## Ausgangstext:
Was haben Sie aus den Jahren mit Ihren Trainern mit in diese Arbeit genommen?
Ich hatte wunderbare Trainer und Lehrmeister. Ion Tiriac, Günther Bosch, Bob Brett, Nick Bollettieri oder Niki Pilic – alle sehr verschiedene Charaktere mit ihren eigenen Fähigkeiten. Davon profitiere ich heute ungemein. Alles, was ich selbst gelernt habe von diesen tollen Coaches, fließt heute in meine Arbeit ein. Saisonplanung, Taktik, Gegnerbeobachtung, das psychologische Spiel.
Haben Sie als ehemalige Nummer eins mehr Überzeugungs- und Argumentationskraft?
Es ist nun mal so, dass man als mehrfacher Grand-Slam-Gewinner einen anderen Zugang hat. Man hat alles selbst erlebt, die Höhen und Tiefen, die Comebacks, die verrückten Matchsituationen, die Regenpausen in Wimbledon oder anderswo. Für Novak ist es wichtig, mit jemandem sprechen zu können, der eine Lebenserfahrung dazu einbringen kann, eine Autorität aus eigenem Erleben. Das stützt ihn. Und hilft ihm, eine Krise wie nach Paris zu überwinden.
Sie haben sich wiederholt beklagt, dass Djokovics Erfolge in der Öffentlichkeit nicht ausreichend gewürdigt worden seien. Hat das Jahr 2015 da etwas verändert?
Eindeutig, ja, und zwar vor allem, wie er nicht nur mit den Siegen umgegangen ist, sondern auch mit dieser einzigen schmerzhaften Niederlage in Paris. Seine Ansprache damals, diese Emotionen, die Tränen, das gehörte zu den bewegendsten Momenten, die ich je im Tennis erlebt habe. Ich glaube, die Menschen kriegen einfach mit, was für ein großartiger Champion er ist. Bescheiden im Erfolg, keiner, der Siege arrogant vor sich herträgt. Einer, der dem Tennis als Führungsfigur einfach guttut.

## Deine Aufgaben:
**A.** Zitiere aus dem Interview den Abschnitt von „Was haben Sie“ bis „Überzeugungs- und Argumentationskraft?“.
**B.** Übersetze diesen Satz aus dem Interview ins Englische: „Für Novak ist es wichtig, mit jemandem sprechen zu können, der eine Lebenserfahrung dazu einbringen kann, eine Autorität aus eigenem Erleben.“

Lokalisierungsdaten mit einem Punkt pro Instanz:

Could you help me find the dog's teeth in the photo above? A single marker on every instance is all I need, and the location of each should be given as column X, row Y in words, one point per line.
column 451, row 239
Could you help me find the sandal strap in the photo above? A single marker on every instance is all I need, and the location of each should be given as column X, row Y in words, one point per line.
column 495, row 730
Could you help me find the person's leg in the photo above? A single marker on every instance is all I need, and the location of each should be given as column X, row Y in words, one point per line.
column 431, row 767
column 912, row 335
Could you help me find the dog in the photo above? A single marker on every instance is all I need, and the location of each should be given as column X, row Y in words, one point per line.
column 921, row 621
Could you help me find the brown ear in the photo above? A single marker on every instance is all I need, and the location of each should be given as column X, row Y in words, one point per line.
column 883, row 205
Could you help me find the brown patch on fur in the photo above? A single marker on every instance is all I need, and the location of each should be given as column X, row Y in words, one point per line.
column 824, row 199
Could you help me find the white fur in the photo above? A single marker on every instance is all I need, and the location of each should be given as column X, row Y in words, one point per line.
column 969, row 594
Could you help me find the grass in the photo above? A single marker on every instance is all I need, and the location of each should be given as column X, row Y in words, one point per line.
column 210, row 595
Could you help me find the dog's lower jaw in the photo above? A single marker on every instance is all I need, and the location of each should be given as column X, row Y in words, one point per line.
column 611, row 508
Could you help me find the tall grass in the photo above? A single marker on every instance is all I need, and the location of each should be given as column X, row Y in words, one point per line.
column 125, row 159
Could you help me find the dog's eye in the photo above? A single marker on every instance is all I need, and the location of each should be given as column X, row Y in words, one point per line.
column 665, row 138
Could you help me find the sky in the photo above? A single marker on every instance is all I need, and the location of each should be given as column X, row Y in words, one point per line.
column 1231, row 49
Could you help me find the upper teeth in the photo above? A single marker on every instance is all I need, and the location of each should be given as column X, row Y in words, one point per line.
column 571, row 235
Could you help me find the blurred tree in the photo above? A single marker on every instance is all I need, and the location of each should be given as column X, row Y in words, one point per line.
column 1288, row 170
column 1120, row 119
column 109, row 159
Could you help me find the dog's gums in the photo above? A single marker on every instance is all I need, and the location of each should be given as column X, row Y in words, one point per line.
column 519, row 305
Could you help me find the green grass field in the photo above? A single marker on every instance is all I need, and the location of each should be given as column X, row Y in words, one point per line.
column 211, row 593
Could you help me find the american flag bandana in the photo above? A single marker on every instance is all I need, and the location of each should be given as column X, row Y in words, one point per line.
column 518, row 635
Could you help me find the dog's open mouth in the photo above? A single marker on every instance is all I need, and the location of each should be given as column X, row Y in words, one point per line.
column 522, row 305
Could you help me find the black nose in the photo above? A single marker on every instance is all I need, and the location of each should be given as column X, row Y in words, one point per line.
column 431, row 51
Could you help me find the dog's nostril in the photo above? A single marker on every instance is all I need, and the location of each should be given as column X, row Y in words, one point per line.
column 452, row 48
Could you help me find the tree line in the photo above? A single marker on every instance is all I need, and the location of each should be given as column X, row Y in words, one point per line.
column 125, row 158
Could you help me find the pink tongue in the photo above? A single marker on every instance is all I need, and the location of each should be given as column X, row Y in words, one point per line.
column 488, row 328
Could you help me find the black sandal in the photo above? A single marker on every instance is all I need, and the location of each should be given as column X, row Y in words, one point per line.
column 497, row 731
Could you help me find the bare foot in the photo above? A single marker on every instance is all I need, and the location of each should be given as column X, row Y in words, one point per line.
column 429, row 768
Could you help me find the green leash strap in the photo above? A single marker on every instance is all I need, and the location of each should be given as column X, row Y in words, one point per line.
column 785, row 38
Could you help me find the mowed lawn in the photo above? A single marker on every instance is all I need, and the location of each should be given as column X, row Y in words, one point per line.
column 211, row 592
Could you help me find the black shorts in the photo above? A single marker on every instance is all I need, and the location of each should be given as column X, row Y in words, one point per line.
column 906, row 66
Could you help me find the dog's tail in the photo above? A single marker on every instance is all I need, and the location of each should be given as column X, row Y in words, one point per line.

## Lösungen:
**A.**
Was haben Sie aus den Jahren mit Ihren Trainern mit in diese Arbeit genommen?
Ich hatte wunderbare Trainer und Lehrmeister. Ion Tiriac, Günther Bosch, Bob Brett, Nick Bollettieri oder Niki Pilic – alle sehr verschiedene Charaktere mit ihren eigenen Fähigkeiten. Davon profitiere ich heute ungemein. Alles, was ich selbst gelernt habe von diesen tollen Coaches, fließt heute in meine Arbeit ein. Saisonplanung, Taktik, Gegnerbeobachtung, das psychologische Spiel.
Haben Sie als ehemalige Nummer eins mehr Überzeugungs- und Argumentationskraft?

**B.** For Novak, it is important to be able to talk with someone who can bring life experience to it, an authority that comes from personal experience.